*Exercise inputs*.
- - - - -

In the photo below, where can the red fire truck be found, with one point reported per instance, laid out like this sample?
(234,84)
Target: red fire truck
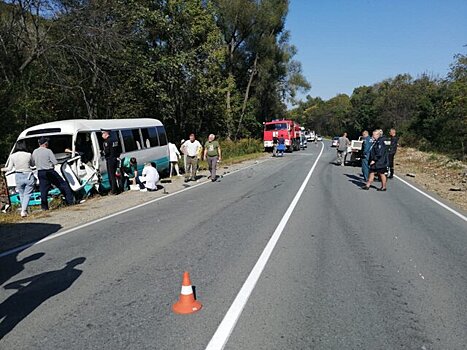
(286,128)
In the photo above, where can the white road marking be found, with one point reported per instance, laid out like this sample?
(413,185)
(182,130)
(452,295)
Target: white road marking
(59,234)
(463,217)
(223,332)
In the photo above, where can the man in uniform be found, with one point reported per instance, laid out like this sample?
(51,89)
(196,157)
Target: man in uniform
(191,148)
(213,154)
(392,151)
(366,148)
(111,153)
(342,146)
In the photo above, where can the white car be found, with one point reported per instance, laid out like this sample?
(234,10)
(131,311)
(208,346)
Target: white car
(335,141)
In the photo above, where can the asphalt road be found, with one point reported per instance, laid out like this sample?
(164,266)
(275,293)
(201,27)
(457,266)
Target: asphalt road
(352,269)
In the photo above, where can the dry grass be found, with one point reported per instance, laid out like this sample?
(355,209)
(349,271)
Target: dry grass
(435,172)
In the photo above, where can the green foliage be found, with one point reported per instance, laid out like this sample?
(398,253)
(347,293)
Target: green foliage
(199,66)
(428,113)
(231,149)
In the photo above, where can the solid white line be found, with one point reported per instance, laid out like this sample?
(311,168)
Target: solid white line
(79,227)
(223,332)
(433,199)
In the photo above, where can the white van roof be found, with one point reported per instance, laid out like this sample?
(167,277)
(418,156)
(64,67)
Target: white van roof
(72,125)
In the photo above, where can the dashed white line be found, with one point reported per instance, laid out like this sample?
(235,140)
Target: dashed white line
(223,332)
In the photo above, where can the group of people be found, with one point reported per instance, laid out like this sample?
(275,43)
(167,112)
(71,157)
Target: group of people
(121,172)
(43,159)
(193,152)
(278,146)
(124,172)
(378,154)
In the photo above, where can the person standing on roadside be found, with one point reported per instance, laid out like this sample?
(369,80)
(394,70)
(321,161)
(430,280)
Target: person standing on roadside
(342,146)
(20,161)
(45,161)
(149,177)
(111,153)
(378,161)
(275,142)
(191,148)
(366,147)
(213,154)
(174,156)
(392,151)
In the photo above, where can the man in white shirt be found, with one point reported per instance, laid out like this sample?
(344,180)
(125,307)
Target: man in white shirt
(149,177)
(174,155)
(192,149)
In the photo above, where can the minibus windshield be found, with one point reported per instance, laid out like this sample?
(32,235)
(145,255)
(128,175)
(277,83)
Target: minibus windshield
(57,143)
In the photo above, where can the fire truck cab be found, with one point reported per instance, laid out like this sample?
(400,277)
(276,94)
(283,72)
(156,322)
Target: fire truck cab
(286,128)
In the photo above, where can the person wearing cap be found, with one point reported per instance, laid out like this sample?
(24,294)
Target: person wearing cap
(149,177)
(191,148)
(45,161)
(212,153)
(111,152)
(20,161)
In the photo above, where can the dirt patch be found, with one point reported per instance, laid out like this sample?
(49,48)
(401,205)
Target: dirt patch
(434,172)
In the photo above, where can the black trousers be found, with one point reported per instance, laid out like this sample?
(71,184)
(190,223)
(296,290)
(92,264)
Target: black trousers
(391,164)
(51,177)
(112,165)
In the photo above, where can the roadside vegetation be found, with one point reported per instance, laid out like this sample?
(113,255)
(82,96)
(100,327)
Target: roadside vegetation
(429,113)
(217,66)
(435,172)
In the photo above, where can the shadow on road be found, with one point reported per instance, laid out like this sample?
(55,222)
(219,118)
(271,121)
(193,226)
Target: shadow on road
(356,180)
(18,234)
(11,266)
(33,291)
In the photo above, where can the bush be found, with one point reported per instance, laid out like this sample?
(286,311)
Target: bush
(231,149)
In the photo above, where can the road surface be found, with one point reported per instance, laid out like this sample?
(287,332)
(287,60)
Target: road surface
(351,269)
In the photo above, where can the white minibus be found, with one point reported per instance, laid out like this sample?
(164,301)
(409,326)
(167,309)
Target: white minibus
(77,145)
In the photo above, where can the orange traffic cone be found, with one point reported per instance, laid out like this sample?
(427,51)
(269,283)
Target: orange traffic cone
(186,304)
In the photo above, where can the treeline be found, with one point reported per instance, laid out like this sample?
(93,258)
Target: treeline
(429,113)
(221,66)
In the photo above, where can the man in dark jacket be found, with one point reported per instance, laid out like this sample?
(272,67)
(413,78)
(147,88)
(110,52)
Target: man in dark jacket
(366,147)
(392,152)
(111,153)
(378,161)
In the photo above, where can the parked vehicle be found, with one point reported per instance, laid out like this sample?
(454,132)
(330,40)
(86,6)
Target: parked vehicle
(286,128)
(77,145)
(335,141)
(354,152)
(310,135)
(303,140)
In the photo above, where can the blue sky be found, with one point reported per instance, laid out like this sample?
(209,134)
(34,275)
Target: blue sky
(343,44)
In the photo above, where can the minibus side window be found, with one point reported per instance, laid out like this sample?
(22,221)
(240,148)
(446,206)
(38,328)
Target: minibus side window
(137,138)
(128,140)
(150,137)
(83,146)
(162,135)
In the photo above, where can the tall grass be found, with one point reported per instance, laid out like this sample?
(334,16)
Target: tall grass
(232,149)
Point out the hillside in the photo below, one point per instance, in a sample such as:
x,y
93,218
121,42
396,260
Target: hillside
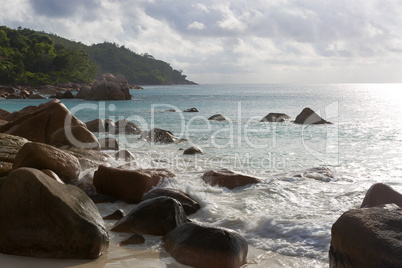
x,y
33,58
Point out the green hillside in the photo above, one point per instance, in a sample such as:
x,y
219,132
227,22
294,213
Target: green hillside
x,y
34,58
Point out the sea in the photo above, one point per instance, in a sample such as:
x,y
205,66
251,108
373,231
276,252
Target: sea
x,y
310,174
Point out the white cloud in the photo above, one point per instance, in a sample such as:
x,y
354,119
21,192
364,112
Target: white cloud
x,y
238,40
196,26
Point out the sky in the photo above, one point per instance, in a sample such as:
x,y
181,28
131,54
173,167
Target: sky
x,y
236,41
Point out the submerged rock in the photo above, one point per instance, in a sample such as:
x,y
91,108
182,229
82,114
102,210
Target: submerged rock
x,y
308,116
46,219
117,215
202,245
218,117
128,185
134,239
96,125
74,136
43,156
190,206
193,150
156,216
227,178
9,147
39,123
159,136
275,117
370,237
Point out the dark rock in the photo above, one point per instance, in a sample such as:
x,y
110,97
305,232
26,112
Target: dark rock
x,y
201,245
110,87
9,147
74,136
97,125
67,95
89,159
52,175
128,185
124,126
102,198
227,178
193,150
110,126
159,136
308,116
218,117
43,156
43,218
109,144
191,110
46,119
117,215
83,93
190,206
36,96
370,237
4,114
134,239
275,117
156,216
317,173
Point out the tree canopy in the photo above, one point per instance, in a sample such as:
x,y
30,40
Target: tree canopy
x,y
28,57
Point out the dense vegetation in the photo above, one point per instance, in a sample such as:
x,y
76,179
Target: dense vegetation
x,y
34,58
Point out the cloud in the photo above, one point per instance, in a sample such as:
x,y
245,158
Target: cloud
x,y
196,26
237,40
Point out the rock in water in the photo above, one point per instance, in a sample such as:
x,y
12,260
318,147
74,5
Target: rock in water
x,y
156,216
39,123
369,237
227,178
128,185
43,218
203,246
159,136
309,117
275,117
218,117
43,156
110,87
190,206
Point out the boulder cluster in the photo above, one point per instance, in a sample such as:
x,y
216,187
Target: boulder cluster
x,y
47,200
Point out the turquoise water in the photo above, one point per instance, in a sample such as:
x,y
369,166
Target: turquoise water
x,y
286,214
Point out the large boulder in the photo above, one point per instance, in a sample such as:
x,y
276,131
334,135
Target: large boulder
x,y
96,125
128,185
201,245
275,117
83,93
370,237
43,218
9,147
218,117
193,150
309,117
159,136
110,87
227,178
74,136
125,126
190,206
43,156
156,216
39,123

- - - - -

*About this task*. Taking the records above as input, show every line in which the word "below" is present.

*Problem solution*.
In the photo below, where can the red fire truck be found, with one point reported per instance, laid out like this sample?
Point out the hillside in the photo below, one point per instance, in a sample such as:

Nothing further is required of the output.